Saved data entries:
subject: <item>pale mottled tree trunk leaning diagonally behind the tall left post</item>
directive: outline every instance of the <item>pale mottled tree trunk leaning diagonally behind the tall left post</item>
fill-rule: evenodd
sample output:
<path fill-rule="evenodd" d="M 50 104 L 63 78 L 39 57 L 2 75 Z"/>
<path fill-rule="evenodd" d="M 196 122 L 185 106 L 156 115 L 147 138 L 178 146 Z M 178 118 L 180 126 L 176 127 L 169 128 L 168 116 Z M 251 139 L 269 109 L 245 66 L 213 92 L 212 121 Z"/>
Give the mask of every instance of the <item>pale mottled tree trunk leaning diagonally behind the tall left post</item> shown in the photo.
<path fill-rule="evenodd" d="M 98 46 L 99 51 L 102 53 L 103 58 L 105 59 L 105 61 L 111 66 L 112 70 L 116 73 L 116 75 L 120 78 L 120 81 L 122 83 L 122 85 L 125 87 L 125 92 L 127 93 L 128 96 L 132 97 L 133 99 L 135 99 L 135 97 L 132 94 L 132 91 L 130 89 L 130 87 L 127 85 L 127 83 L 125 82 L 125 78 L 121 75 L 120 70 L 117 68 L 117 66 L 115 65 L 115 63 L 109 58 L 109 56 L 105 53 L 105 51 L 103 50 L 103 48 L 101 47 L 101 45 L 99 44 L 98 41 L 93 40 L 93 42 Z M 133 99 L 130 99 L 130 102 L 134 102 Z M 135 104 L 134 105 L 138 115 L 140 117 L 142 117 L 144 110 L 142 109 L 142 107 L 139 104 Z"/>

→ **The task**: Could you transcribe every record above exactly as it appears?

→ **Task response**:
subject: <item>pale mottled tree trunk leaning diagonally behind the tall left post</item>
directive: outline every instance of the <item>pale mottled tree trunk leaning diagonally behind the tall left post</item>
fill-rule: evenodd
sample output:
<path fill-rule="evenodd" d="M 50 104 L 63 78 L 39 57 L 2 75 Z"/>
<path fill-rule="evenodd" d="M 196 122 L 185 106 L 156 115 L 147 138 L 178 146 Z M 178 118 L 180 126 L 176 127 L 169 128 L 168 116 Z M 251 139 L 269 109 L 245 66 L 213 92 L 212 121 Z"/>
Give the mask of every instance of the <item>pale mottled tree trunk leaning diagonally behind the tall left post</item> shown in the photo.
<path fill-rule="evenodd" d="M 98 46 L 99 51 L 102 53 L 103 58 L 105 59 L 105 61 L 111 66 L 112 70 L 116 73 L 116 75 L 120 78 L 120 81 L 122 83 L 122 85 L 125 87 L 125 92 L 127 93 L 128 96 L 132 97 L 133 99 L 135 99 L 135 97 L 132 94 L 132 91 L 130 89 L 130 87 L 127 85 L 127 83 L 125 82 L 125 78 L 121 75 L 120 70 L 117 68 L 117 66 L 115 65 L 115 63 L 109 58 L 109 56 L 105 53 L 105 51 L 103 50 L 103 48 L 101 47 L 101 45 L 99 44 L 98 41 L 93 40 L 93 42 Z M 133 99 L 130 99 L 130 102 L 134 102 Z M 135 104 L 134 105 L 138 115 L 140 117 L 142 117 L 144 110 L 142 109 L 142 107 L 139 104 Z"/>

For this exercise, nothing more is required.